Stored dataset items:
☆ ☆ ☆ ☆ ☆
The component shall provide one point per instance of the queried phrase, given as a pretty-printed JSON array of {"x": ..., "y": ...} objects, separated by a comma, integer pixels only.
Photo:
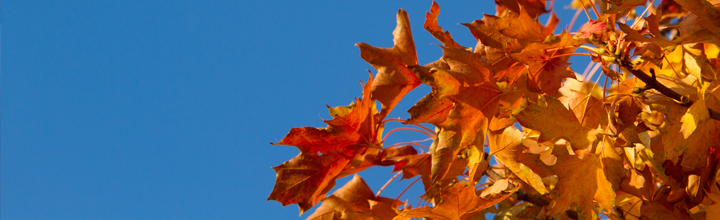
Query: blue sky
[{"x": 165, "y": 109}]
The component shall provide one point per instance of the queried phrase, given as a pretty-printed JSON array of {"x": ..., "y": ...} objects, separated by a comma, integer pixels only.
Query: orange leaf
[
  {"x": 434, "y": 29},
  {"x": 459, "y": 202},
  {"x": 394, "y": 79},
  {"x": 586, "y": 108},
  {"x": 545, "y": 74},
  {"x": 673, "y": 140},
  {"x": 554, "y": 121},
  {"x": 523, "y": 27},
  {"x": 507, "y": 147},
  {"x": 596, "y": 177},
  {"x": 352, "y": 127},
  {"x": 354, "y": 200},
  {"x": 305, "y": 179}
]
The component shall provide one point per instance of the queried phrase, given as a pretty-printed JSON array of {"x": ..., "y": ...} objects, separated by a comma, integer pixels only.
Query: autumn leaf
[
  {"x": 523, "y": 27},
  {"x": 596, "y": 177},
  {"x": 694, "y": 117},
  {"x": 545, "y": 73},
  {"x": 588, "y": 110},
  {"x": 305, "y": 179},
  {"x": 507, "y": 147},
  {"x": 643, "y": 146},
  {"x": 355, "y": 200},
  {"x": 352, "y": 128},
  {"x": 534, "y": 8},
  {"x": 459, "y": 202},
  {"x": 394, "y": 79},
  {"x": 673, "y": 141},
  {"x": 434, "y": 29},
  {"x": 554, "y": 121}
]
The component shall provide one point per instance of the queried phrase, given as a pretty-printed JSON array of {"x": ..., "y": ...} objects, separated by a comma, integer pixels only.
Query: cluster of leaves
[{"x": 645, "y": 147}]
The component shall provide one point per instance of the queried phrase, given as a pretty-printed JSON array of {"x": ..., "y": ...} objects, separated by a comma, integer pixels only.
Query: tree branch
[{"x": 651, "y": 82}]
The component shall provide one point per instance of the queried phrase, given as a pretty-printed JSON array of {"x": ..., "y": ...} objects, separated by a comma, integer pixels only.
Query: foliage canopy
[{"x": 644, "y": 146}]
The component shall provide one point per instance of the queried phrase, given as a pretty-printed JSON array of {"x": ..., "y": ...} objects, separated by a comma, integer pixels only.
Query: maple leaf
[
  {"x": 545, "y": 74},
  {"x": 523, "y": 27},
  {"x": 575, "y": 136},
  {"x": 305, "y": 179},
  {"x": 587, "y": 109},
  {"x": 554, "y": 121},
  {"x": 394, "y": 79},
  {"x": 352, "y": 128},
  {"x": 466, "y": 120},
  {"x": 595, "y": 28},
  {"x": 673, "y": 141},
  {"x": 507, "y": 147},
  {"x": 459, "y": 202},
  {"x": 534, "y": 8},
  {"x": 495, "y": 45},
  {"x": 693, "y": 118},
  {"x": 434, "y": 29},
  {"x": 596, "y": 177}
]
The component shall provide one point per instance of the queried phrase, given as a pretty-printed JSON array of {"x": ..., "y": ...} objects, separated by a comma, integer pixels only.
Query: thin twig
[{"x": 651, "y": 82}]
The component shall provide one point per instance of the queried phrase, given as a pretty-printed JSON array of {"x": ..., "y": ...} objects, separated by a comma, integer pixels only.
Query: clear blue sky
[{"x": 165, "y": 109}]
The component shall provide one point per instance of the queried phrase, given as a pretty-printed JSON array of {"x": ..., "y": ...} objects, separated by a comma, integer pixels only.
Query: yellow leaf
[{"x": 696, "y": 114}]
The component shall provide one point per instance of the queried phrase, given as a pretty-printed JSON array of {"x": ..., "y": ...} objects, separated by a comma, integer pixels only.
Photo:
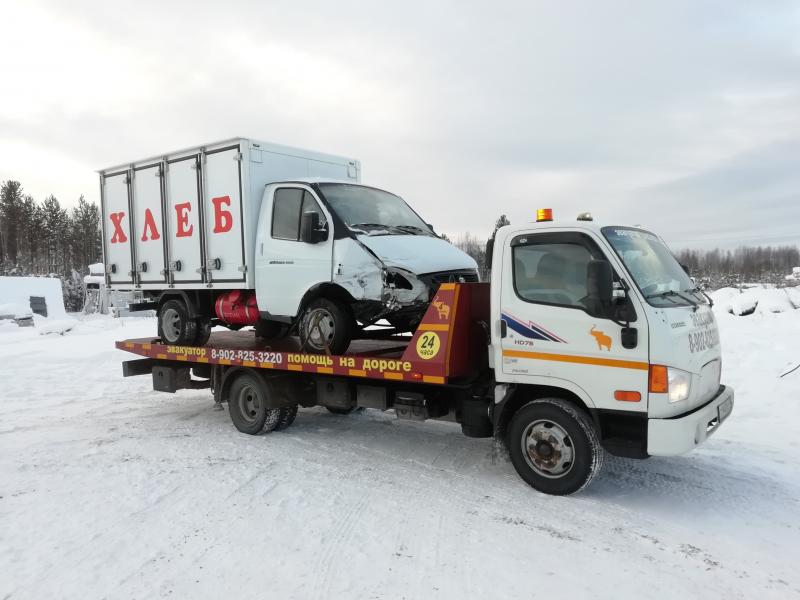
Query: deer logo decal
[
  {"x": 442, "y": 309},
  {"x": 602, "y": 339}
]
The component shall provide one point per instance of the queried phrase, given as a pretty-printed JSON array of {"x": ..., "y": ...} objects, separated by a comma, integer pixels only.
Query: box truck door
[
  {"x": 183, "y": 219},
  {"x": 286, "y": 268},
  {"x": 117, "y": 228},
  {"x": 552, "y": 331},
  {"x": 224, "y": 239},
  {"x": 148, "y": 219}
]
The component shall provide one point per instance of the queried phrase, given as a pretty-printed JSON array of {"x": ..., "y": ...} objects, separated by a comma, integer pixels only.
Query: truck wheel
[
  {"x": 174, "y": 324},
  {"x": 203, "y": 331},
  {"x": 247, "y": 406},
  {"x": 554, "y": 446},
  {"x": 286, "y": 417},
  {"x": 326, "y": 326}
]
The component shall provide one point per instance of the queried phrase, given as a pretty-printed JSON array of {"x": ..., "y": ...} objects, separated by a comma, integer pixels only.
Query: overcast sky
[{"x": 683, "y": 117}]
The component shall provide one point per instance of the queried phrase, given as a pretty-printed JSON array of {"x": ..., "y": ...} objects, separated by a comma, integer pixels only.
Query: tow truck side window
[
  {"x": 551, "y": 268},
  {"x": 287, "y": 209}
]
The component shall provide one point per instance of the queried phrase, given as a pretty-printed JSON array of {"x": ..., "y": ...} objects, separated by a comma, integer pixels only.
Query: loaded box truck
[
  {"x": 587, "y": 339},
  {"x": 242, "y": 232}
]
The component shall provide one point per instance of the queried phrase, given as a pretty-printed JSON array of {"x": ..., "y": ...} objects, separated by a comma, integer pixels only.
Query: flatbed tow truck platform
☆ ☆ ☆ ☆ ☆
Quote the preceding listing precisely and completely, omitting its images.

▶ Expected output
The component shall provide one point per instance of the queried phrase, given as a pretty-printed JSON array of {"x": ..., "y": ...} objects, separated by a comma, integer pixels only.
Photo:
Query: blue sky
[{"x": 165, "y": 109}]
The component shall provide one point per instance of the queried phrase, given as a pretty-printed JSON array of {"x": ..., "y": ...} objects, separated by a comma, integer pixels only.
Query: orange leaf
[
  {"x": 434, "y": 29},
  {"x": 459, "y": 202},
  {"x": 394, "y": 79},
  {"x": 586, "y": 108},
  {"x": 545, "y": 74},
  {"x": 673, "y": 140},
  {"x": 554, "y": 121},
  {"x": 523, "y": 27},
  {"x": 507, "y": 147},
  {"x": 596, "y": 177},
  {"x": 352, "y": 127},
  {"x": 354, "y": 200},
  {"x": 305, "y": 179}
]
The component shall provide one point per instance of the queried phrase, given as a pretty-printed JSON array of {"x": ..., "y": ...} objects, separated by a comma, integer pixels only.
Query: autumn leaf
[
  {"x": 523, "y": 27},
  {"x": 596, "y": 177},
  {"x": 694, "y": 117},
  {"x": 545, "y": 73},
  {"x": 588, "y": 110},
  {"x": 305, "y": 179},
  {"x": 507, "y": 147},
  {"x": 643, "y": 146},
  {"x": 355, "y": 200},
  {"x": 352, "y": 128},
  {"x": 534, "y": 8},
  {"x": 459, "y": 202},
  {"x": 394, "y": 79},
  {"x": 673, "y": 141},
  {"x": 434, "y": 29},
  {"x": 554, "y": 121}
]
The component shall provide one point per instance of the queried phrase, given as a pretty-printed JSON array of {"x": ..., "y": ...} objects, separated by a comma, integer pixels only.
Query: cluster of leaves
[{"x": 645, "y": 147}]
The component shall provide one point per instance of the queried phrase, given as a pretty-printed JSON array of {"x": ..., "y": ...} objects, separated by a comma, integer pixels only.
Query: tree branch
[{"x": 651, "y": 82}]
The component shall provide one point per instance of the queried phrase, given as a pretty-printed JSON array of {"x": ..., "y": ...} objects, separated by a comma, integer pixels only.
Query: foliage canopy
[{"x": 644, "y": 146}]
The component shall provide one point per instance of the queried phrase, given as a pretty-printed JSON array of {"x": ..., "y": ...} objects, separated by a comma, integer pixels only.
Query: maple leaf
[
  {"x": 545, "y": 74},
  {"x": 523, "y": 27},
  {"x": 575, "y": 136},
  {"x": 305, "y": 179},
  {"x": 587, "y": 109},
  {"x": 554, "y": 121},
  {"x": 394, "y": 79},
  {"x": 352, "y": 128},
  {"x": 466, "y": 120},
  {"x": 595, "y": 28},
  {"x": 673, "y": 141},
  {"x": 507, "y": 147},
  {"x": 459, "y": 202},
  {"x": 534, "y": 8},
  {"x": 495, "y": 45},
  {"x": 693, "y": 118},
  {"x": 434, "y": 29},
  {"x": 596, "y": 177}
]
The component shall provide one point per instance of the queried phrase, given as a pretty-printed JSON array of {"x": ..., "y": ...} objects, separated by a comma, integer pixels only.
Query: thin twig
[{"x": 651, "y": 82}]
The component shall provide one point per instance of the queried phrase, given as a pretty-printed JSON array of {"x": ..., "y": ...} objects, separated by a comma, integer pixels only.
Query: clear blue sky
[{"x": 165, "y": 109}]
The component shall provide one point per instance of the queried phrase, given as a pretty-printed JSON array of {"x": ..., "y": ...} objects, separated by a comma, integer pixels only.
Query: yellow leaf
[{"x": 696, "y": 114}]
The component shall provide one point per instance of the queried phrase, given as a pretty-printed JSON array of {"x": ..., "y": ...} objects, separated by a comma, integer pixels only.
Photo:
Query: deer logo decal
[
  {"x": 442, "y": 309},
  {"x": 602, "y": 339}
]
The component shall provide one point per instance of the queried phrase, given as a pretty-printed JSON array of {"x": ..., "y": ...} objects, separated by a comma, integer pixels only.
Query: box truck door
[
  {"x": 183, "y": 219},
  {"x": 286, "y": 268},
  {"x": 117, "y": 228},
  {"x": 552, "y": 331},
  {"x": 224, "y": 239},
  {"x": 148, "y": 219}
]
The component shall provide one point per instance of the queried phrase, given as a pretty-printed JSON array of {"x": ..., "y": ...} objects, separated by a comma, integer pixels only.
Query: truck wheel
[
  {"x": 174, "y": 324},
  {"x": 203, "y": 331},
  {"x": 247, "y": 406},
  {"x": 554, "y": 446},
  {"x": 286, "y": 417},
  {"x": 326, "y": 326}
]
The component shall provide one point per instance of the queried phrase, given as a pretty-printed JSON array of {"x": ..., "y": ...} objects, separated by a comma, integer pixels only.
Query: overcast sky
[{"x": 683, "y": 117}]
The component shall provide one point per instance of the queried phrase, given as a pretty-printed JSON array of {"x": ..., "y": ...} objects, separated by a comma, integer pixels only.
Query: tow truck side window
[
  {"x": 551, "y": 268},
  {"x": 287, "y": 209}
]
The component shall provide one point per instance of the queried phrase, given as a pretty-printed JSON array of {"x": ..., "y": ...} objects, separated by a comma, integer pixels only.
Query: loaded box truck
[
  {"x": 587, "y": 339},
  {"x": 242, "y": 232}
]
The component shall provide one point per instance of the queried phrase, given as a pretty-printed JSON array of {"x": ..., "y": ...} objects, separated by a comma, integer pixels only.
Query: flatbed tow truck platform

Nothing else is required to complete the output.